▶ **Provided text**
______
Understanding Peer Pressure in College
By Kelly Burch
By the time you reach college, you’ve probably experienced peer pressure. Nine out of ten teens have. It’s human nature to want to fit in with the people around us, and that can influence our decisions.
Sometimes, peer pressure is obvious, like when your friends beg you to come to a concert when you know you should be studying. Other times, it’s more subtle. For example, your friends might not tell you to wear certain clothing, but you know from their comments that it’s what they expect. It can come from one person in your circle or you might experience group peer pressure.
When you’re in new situations—like when you start a new school or go away to college—it’s natural to want to feel connected and accepted by others. But it’s good to be aware that this feeling can make you vulnerable to making decisions you think will please other people so that they’ll accept you.
Giving in to peer pressure may not always be bad. If the other people or group wants you to believe or do something that seems sensible, safe, and enjoyable to you—no problem. That’s the idea behind having a study buddy or workout partner who will keep you accountable. But often peer pressure can push you toward behaviors that you’re not comfortable with, or that are illegal. For example, nearly 60% of college students say they’ve been peer-pressured to drink.
Standing Up to Peer Pressure in College
Resisting peer pressure isn’t as simple as just saying no. It’s really hard sometimes, especially when you’re feeling vulnerable, lonely, or just really eager to meet new people. These skills can help you stand up to peer pressure.
- Listen to your gut. Gut feelings—the way you feel about something without even thinking about it—are powerful information. If you have a gut feeling that something is a bad choice, or doesn’t work for you, trust yourself and listen to it.
- Believe in yourself. When you know just how awesome you are, you’re less likely to do things you’re uncomfortable with to fit in. Building self-confidence and self-esteem takes time, but it’s really important and helpful, and worth working on bit by bit.
- Know your values and limits. If you have a clear idea of what is important to you and what you care about, you will have a clearer idea when someone is trying to get you to go beyond your comfort zone.
- Build different friend groups. It’s OK to hang out with different people. That way, if one group is doing something you’re not interested in or not comfortable with, you can spend time with other friends.
- Get comfortable being alone. Staying in on a Friday night might make you feel antisocial, but there are some real benefits of being alone. It’s OK to spend time by yourself and say no to friends. It doesn’t always mean that you don’t have people to hang out with or that you’re lonely. It just means you’re confident enough to know when an activity isn’t for you.
______
▶ **Material provided**
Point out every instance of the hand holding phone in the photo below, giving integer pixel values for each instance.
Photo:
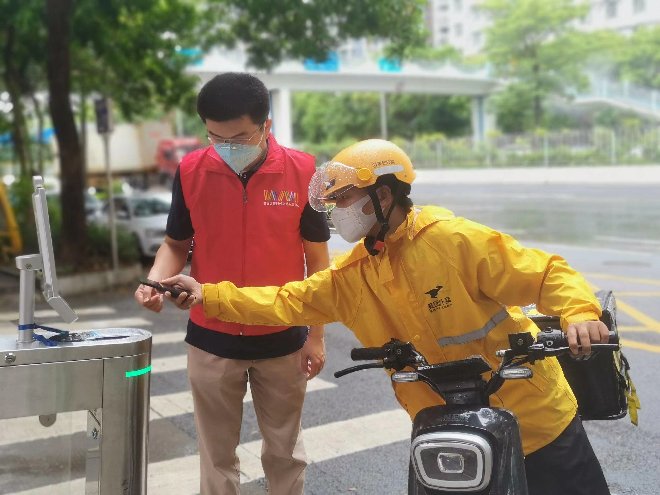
(162, 288)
______
▶ **Task instructions**
1. Using the text on peer pressure in college, decide whether each statement agrees with it: (a) Nine out of ten teens have experienced peer pressure. (b) Giving in to peer pressure is always harmful. (c) Nearly 60% of college students say they've been peer-pressured to drink. Answer yes or no for each, and quote the deciding words of the text.
2. Reproduce word for word the part of the text on peer pressure in college that opens with the words containing "When you’re in" and closes with "they’ll accept you.".

▶ **Expected responses**
1.
(a) Yes: "Nine out of ten teens have."
(b) No: "Giving in to peer pressure may not always be bad."
(c) Yes: "nearly 60% of college students say they’ve been peer-pressured to drink."

2.
When you’re in new situations—like when you start a new school or go away to college—it’s natural to want to feel connected and accepted by others. But it’s good to be aware that this feeling can make you vulnerable to making decisions you think will please other people so that they’ll accept you.